### Text passage
Lyrical Traces — Liang Zhaoxi’s Melancholy and Healing

Lyrical Traces — Liang Zhaoxi’s Melancholy and Healing
Lyrical Traces — Liang Zhaoxi’s Melancholy and Healing

2022.12.17 - 2023.04.23 | 3F, Yu-Hsiu Museum of Art

Introduction

It is hard to overlook Liang Zhaoxi’s preference for charcoal when viewing his works. His paintings are mostly monochromatic. Except a tint of yellow brown or red ocher, he rarely uses any color. Different shades of gray dominate the primary visual impression of his works. Liang early works from the 1980 onward are characterized by a gloomy style and reminiscent of images enlarged from photographic films, with a vivid sense of granularity and traces. Like rubbing, the gloominess spreads in his work—death, oblivion and desolation seem to constitute the expression of Liang’s work.

 

After 2009, a stylistic shift has emerged in Liang’s works. His images appear to include more blankness, with a higher degree of light and air. In addition to interior still lifes that he often painted in an earlier period, his works from the later period are somehow more reflective of his life: Liang adopted a patch of garden near his home in Paris. Therefore, he has been able to closely observe and delineate more plants and roses that are full of life. Comparing to the withering objects in his previous works, a rather obvious difference becomes visible in his works. Perhaps his trips to museums, antique markets, and zoos have also inspired him, as he has started to include subject matters such as dinosaur fossils, knight’s armors, steam locomotive, tiger, peacock, and horse. While his works become lighter, his delineation of silhouettes also appear clearer and spaced more proportionately. This exhibition features some of Liang’s landscapes, which he has picked up again in recent years. In these landscapes, the mountains are softer than before, whereas the woods and trees are more verdant and vigorous.

### Task brief
Continue the introduction to the Liang Zhaoxi exhibition, picking up after its last sentence.

### Data excerpts
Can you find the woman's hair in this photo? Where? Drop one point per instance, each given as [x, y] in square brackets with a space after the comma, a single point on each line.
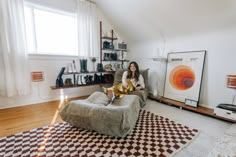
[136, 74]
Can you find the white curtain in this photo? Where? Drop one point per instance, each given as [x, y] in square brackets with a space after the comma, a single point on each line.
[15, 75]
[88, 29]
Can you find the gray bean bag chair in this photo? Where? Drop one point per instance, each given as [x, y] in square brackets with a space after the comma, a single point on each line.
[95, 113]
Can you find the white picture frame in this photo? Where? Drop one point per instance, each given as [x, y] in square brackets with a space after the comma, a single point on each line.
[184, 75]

---

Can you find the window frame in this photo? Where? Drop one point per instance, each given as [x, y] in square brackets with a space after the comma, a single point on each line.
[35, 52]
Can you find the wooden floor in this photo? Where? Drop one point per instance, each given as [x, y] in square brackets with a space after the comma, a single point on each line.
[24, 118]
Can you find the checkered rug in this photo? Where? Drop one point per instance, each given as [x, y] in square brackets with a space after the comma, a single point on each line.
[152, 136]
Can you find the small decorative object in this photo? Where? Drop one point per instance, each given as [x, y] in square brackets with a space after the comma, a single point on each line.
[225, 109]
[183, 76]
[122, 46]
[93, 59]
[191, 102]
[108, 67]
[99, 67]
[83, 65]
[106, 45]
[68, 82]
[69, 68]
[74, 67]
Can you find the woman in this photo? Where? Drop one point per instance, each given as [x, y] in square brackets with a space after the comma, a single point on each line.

* * *

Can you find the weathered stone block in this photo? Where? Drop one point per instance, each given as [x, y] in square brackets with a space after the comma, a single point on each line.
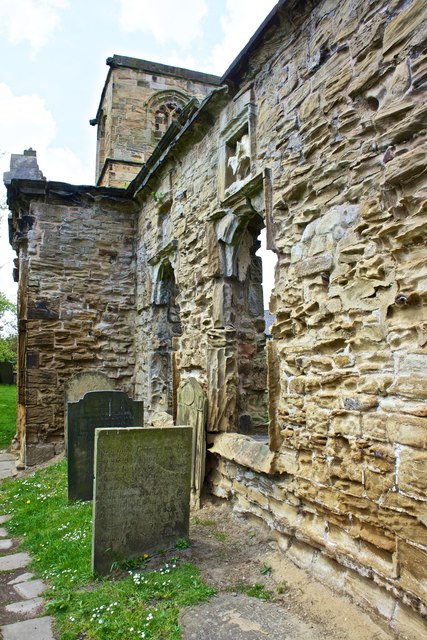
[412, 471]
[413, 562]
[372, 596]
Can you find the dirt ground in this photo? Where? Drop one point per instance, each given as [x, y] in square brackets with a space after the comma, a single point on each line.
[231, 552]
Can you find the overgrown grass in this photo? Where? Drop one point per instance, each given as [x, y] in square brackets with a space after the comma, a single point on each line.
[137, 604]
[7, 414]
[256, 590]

### Written answer
 

From the late 1990s to 2008, Liang underwent a decade of creatively quietude. However, he has always been reserved and keeping a low profile, without talking much about his personal life. His painting exudes a lyrical air even though his subject matter is realist. From his early melancholic style to the healing quotidian life in the later period, his composition and brushstroke reveal his changing inner world. Despite the repeated subject matter of his painting, Liang never aims to convey any specific implication, but instead concentrates on his own feelings. Sometimes his images look surrealistic, and sometimes they are depicted with montage-like juxtapositions, both of which make viewing his works lastingly intriguing and pleasantly surprising.

Artists' Profile

 




Liang Zhaoxi

Liang Zhaoxi (b. 1953) was born in the British Solomon Islands Protectorate. Throughout his childhood, he was immersed in a world surrounded by the ocean. He moved to Hong Kong at the age of twelve, and has lived in Paris since 1976. From 1976 to 1980, he studied at the École nationale supérieure des Beaux-arts de Paris. Liang lives a simple life. He has a rather low-key personality, and rarely talks about himself. Such individual characteristics can also be observed in his approach to artistic creation—instead of imposing his own ideas onto his works, he prefers to leave the audience to observe and discover their own relationship with the works.

Liang is deeply fond of charcoal drawing on paper. From the early 1980s to the late 1990s, he painted landscapes, plants, interior still lifes, which somehow looked heavy and gloomy. These images bring to mind works created with the technique of frottage, as well as the visuality of black-and-white photography. They always exude a strong sense of historical traces. When depicting his subjects, the artist has emphasized on physical features, rendering them similar to fossils and specimens, as if they would turn into dust at some unknown moment.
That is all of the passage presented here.